-- Begin --

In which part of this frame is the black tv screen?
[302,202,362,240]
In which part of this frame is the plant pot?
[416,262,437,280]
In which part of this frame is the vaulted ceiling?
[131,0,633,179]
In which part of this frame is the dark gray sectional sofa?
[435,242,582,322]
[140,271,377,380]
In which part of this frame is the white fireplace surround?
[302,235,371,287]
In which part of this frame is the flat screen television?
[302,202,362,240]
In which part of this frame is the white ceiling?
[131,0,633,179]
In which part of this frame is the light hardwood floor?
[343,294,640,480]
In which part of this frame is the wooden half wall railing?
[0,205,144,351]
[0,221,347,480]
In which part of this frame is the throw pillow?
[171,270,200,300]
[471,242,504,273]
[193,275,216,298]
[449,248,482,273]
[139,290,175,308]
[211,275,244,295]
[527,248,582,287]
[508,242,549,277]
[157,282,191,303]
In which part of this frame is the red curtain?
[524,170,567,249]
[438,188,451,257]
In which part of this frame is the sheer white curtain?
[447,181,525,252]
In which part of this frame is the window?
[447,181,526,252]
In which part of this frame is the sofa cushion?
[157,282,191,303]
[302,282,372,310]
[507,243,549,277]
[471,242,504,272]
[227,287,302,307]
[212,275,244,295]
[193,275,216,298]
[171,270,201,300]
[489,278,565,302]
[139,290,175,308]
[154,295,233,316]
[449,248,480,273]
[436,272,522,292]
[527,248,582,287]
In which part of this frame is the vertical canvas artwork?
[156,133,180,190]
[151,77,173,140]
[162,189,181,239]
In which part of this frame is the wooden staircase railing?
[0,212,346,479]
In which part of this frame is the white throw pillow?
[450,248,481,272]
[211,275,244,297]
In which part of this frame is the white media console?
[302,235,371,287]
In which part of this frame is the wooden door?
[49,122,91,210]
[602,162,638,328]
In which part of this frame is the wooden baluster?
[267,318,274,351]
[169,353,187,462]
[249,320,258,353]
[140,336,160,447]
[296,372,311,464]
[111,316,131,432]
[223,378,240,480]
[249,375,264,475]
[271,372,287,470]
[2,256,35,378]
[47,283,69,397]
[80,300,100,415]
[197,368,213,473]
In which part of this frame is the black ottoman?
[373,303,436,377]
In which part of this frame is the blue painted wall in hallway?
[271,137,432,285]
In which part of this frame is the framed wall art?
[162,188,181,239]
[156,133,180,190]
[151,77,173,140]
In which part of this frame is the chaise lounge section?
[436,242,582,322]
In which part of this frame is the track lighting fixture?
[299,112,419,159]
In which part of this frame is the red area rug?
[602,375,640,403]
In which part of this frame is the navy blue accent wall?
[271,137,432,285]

-- End --

What is required. Return, without alteration, the lines of the listing above from the line containing "In which part of this frame is the red area" through the final line of the listing, both included.

Task answer.
In which part of this frame is the red area rug?
[602,375,640,403]
In which part of this frame is the navy blue accent wall?
[271,137,432,285]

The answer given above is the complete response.